[Location identification entries]
◇ ◇ ◇

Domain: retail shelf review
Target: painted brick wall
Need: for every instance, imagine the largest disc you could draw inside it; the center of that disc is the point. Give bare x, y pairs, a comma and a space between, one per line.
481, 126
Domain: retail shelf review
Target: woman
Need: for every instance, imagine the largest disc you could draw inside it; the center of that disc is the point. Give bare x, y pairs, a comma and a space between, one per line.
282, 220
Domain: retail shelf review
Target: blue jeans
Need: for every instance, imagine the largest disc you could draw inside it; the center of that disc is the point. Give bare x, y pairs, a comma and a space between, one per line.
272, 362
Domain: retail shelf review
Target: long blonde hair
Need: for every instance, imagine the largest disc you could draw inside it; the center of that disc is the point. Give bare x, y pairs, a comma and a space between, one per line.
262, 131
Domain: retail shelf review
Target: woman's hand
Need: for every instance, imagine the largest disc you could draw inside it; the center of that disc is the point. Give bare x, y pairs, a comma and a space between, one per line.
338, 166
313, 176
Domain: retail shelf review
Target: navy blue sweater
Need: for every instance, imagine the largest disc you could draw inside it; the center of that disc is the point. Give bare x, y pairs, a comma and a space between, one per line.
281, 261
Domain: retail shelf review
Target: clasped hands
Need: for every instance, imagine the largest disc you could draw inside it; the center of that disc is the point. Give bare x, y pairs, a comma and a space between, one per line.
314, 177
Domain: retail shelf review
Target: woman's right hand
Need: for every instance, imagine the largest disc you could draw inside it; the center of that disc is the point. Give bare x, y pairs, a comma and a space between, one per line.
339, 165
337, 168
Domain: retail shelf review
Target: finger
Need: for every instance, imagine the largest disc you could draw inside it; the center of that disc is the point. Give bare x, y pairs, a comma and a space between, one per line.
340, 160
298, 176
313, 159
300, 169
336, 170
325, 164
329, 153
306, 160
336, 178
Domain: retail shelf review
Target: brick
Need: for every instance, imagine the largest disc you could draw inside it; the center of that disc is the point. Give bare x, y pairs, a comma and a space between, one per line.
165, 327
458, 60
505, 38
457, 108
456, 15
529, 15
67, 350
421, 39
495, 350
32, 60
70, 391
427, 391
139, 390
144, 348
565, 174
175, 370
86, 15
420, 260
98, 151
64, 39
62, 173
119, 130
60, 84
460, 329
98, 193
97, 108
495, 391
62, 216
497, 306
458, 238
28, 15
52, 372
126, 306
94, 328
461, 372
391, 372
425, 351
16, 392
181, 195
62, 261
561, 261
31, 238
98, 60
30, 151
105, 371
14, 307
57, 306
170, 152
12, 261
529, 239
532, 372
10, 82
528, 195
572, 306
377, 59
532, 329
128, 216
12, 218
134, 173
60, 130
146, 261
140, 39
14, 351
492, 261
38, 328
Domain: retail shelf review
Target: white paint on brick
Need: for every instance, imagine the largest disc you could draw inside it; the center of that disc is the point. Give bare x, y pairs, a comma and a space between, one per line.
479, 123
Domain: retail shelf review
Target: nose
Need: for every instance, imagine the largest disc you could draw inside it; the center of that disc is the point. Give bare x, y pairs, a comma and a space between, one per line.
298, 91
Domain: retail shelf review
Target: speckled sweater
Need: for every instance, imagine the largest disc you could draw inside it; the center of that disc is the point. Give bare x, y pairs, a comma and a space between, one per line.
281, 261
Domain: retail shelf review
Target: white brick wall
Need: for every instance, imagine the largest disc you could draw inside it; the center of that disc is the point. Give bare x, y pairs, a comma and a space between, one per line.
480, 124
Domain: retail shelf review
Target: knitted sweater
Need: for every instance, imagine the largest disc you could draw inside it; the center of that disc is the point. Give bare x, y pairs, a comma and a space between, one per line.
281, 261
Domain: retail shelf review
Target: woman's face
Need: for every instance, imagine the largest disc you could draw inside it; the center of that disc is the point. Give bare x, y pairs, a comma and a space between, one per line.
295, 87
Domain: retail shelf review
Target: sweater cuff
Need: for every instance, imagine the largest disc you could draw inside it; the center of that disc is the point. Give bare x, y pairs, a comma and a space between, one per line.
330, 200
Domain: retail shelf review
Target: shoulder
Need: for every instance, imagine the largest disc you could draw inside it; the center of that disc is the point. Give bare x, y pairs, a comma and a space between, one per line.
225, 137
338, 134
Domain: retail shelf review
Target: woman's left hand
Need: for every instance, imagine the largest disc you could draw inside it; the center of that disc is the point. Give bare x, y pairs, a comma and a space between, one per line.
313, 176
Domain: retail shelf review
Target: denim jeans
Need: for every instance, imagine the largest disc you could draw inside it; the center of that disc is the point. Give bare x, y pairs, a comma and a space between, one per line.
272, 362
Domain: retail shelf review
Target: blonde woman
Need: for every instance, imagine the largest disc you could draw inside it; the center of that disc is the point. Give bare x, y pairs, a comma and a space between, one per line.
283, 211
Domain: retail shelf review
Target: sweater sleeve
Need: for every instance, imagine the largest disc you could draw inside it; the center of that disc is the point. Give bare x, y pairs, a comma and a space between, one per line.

◇ ◇ ◇

* **Task statement**
Give an exact repetition of all the material.

* **Answer to the task**
Domain: retail shelf review
Target: painted brick wall
Need: for every instance, imagine the largest disc you could draw inside it; the center of that disc is the point. Give bare x, y pairs, a comma and a space between, one per line.
481, 126
Domain: retail shelf review
Target: woman
Need: for every instance, imagine the largest disc you could draw inside it; the center of that disc is the point. Give bare x, y pairs, a comma and a space between, one per line.
282, 220
Domain: retail shelf review
Target: blue jeans
Need: for every instance, imagine the largest disc you could draw inside it; the center of that disc is the point. Give bare x, y pairs, a comma and a space between, one per line.
272, 362
Domain: retail shelf review
Target: long blonde hair
Need: for every instance, imagine the largest disc you could draw inside it; the center of that disc is the point. Give bare x, y pairs, a comma and a space between, one per line.
262, 131
Domain: retail shelf review
Target: woman's hand
Need: for every instance, imagine the largest disc you could draw inside it; the center of that disc is the point. Give bare x, y pairs, a comma and a space between, one per line.
338, 166
313, 176
Domain: retail shelf review
Target: navy blue sweater
Need: for every instance, imagine the largest disc you could draw inside it; the center of that disc is the point. Give bare x, y pairs, a comma and a space between, one per line.
281, 261
Domain: retail shelf review
Target: clasped hands
Need: for every instance, imagine the largest disc you could draw inside it; the center of that disc is the point. Give bare x, y pairs, a comma and a space between, one per line.
314, 177
Domain: retail shelf review
Target: woman's right hand
Need: for every instance, imagine the largest disc you could draw inside it; the center of that disc is the point. Give bare x, y pairs, a comma and a space between, one per line.
339, 165
337, 168
Domain: retail shelf review
Target: finger
Need: for every instance, imagine the largest disc you could draw inside it; the center of that disc is the point. Give bare x, y pairs, a comma and a space between, one per line.
340, 160
298, 176
313, 159
300, 169
336, 170
325, 164
329, 153
306, 160
336, 178
Domain: retail shelf review
Target: brick
Need: for every instance, imagine the largest disc you could draw inside it; the center of that disc is the point. Give bare x, y pairs, a comma and a space between, one per line.
165, 327
458, 60
505, 38
457, 108
456, 15
529, 15
67, 350
421, 39
495, 350
32, 60
70, 391
427, 391
139, 390
144, 348
565, 174
175, 370
86, 15
420, 260
98, 151
64, 39
62, 173
119, 130
60, 84
460, 329
98, 193
97, 108
495, 391
62, 216
497, 306
458, 238
28, 15
52, 372
126, 306
94, 328
461, 372
391, 372
425, 351
16, 392
181, 195
62, 261
561, 261
31, 238
98, 60
30, 151
105, 371
14, 307
57, 306
170, 152
12, 261
529, 239
532, 372
10, 82
528, 195
572, 306
377, 59
532, 329
128, 216
12, 218
134, 173
60, 130
146, 261
140, 39
14, 351
492, 261
38, 328
Domain: retail shelf review
Target: white paint on brick
Need: for every instance, imagine the largest disc you could draw inside it; the center of that disc is the point. Give bare x, y pairs, a comma and a space between, one per line.
479, 123
Domain: retail shelf review
Target: nose
Need: for every instance, imagine the largest disc you could draw inside it; the center of that disc is the point. Give bare x, y pairs, a comma and a space between, one per line.
298, 91
Domain: retail shelf review
Target: speckled sweater
Need: for every instance, imagine the largest disc you could draw inside it; the center of that disc is the point. Give bare x, y pairs, a comma and a space between, one per line.
281, 261
Domain: retail shelf review
Target: white brick wall
Need: for every instance, imagine the largest disc you could draw inside it; the center of that disc is the point. Give bare x, y pairs, a comma and a space between, one per line.
480, 124
Domain: retail shelf review
Target: knitted sweater
Need: for every instance, imagine the largest disc you could draw inside it; the center of that disc is the point. Give bare x, y pairs, a comma and a space between, one per line.
281, 261
Domain: retail shelf review
Target: woman's face
Need: for every instance, imagine the largest disc you could draw inside it; the center of that disc is the point. Give bare x, y pairs, a comma and a space between, one per line.
295, 87
Domain: retail shelf review
Target: sweater cuff
Need: for every instance, imagine the largest disc you could draw inside it; the center of that disc is the point. Give bare x, y pairs, a comma and a space between, one per line.
330, 200
Domain: retail shelf review
Target: shoulder
Need: for every instance, imagine the largest disc you could draw inside it; the center of that disc is the point. Give bare x, y pairs, a comma and a space between, one per line.
225, 137
338, 134
Domain: retail shelf review
Target: woman's left hand
Need: for every instance, imagine the largest disc you could draw inside it; the center of that disc is the point. Give bare x, y pairs, a comma and a space between, one per line.
313, 176
Domain: retail shelf review
Target: denim jeans
Need: for every instance, imagine the largest disc you could draw inside it; the center of that disc is the point. Give bare x, y pairs, a comma and a space between, one per line.
272, 362
Domain: retail shelf review
Target: blonde woman
Need: for every instance, imagine the largest disc you could draw inside it; the center of that disc is the point. Give bare x, y pairs, a comma and a space between, one per line.
283, 211
Domain: retail shelf review
Target: sweater sleeve
Need: for every instance, imagine the largest disc you could draw inside it; the center of that disc is the point. Give bare x, y pairs, a comma and a space between, one per line.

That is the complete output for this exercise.